**Kutipan Pilihan**
Sabtu, 09 Mei 2009

Membincang Ayat-Ayat Pluralisme Agama




Judul Buku : Argumen Pluralisme Agama;
Membagun Toleransi Berbasis Al-Qur’an
Penulis : Abd. Moqsith Ghazali
Penerbit : KataKita, Jakarta
Cetakan : Pertama, 2009
Tebal : xi + 424 halaman
Peresensi : Mashudi Umar*

Perkembangan pluralisme agama di zaman modern ini tidak berjalan mulus, baik di negara-negara berkembang termasuk di Indonesia. Konflik, kekerasan dan perang atas dasar kebencian yang diwarnai sentimen agama begitu tampak. Misalnya, konflik Katolik dan Islam di Filipina, konflik Pelestina dan Israel, Hindu versus Islam di India, juga konflik Hindu, Islam dan Budhisme di Srilangka, atau konflik antara Islam Sunni dan Islam Syi’ah di Pakistan dan lain sebagainya.

**Data Tercatat**
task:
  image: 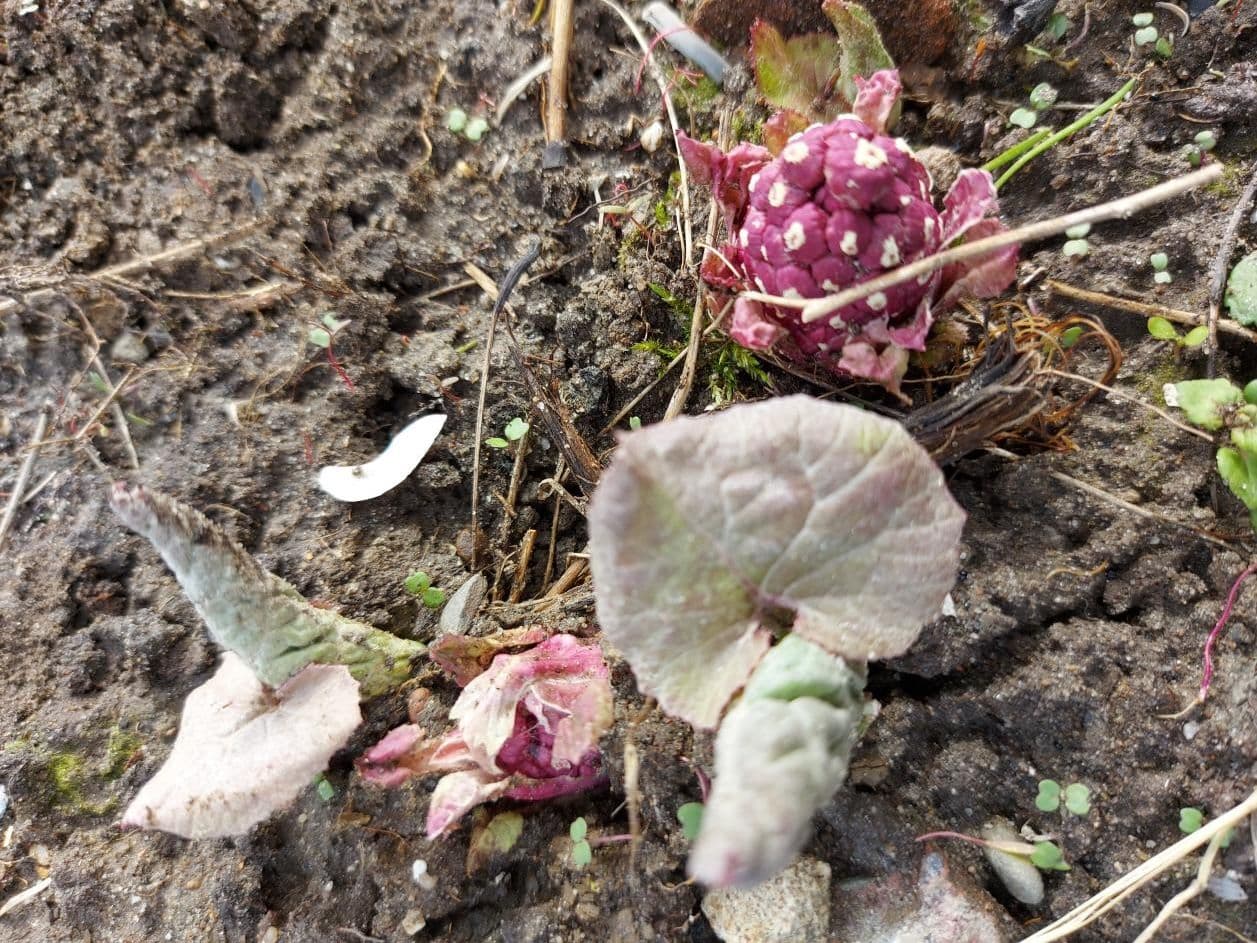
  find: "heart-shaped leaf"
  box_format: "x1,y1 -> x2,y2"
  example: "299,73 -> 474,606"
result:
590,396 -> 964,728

**Petunjuk dan Ketentuan**
Ketik ulang seluruh resensi buku tentang pluralisme agama di atas tanpa mengubah satu kata atau tanda baca pun.

**Jawaban Tugas**
Sabtu, 09 Mei 2009

Membincang Ayat-Ayat Pluralisme Agama




Judul Buku : Argumen Pluralisme Agama;
Membagun Toleransi Berbasis Al-Qur’an
Penulis : Abd. Moqsith Ghazali
Penerbit : KataKita, Jakarta
Cetakan : Pertama, 2009
Tebal : xi + 424 halaman
Peresensi : Mashudi Umar*

Perkembangan pluralisme agama di zaman modern ini tidak berjalan mulus, baik di negara-negara berkembang termasuk di Indonesia. Konflik, kekerasan dan perang atas dasar kebencian yang diwarnai sentimen agama begitu tampak. Misalnya, konflik Katolik dan Islam di Filipina, konflik Pelestina dan Israel, Hindu versus Islam di India, juga konflik Hindu, Islam dan Budhisme di Srilangka, atau konflik antara Islam Sunni dan Islam Syi’ah di Pakistan dan lain sebagainya.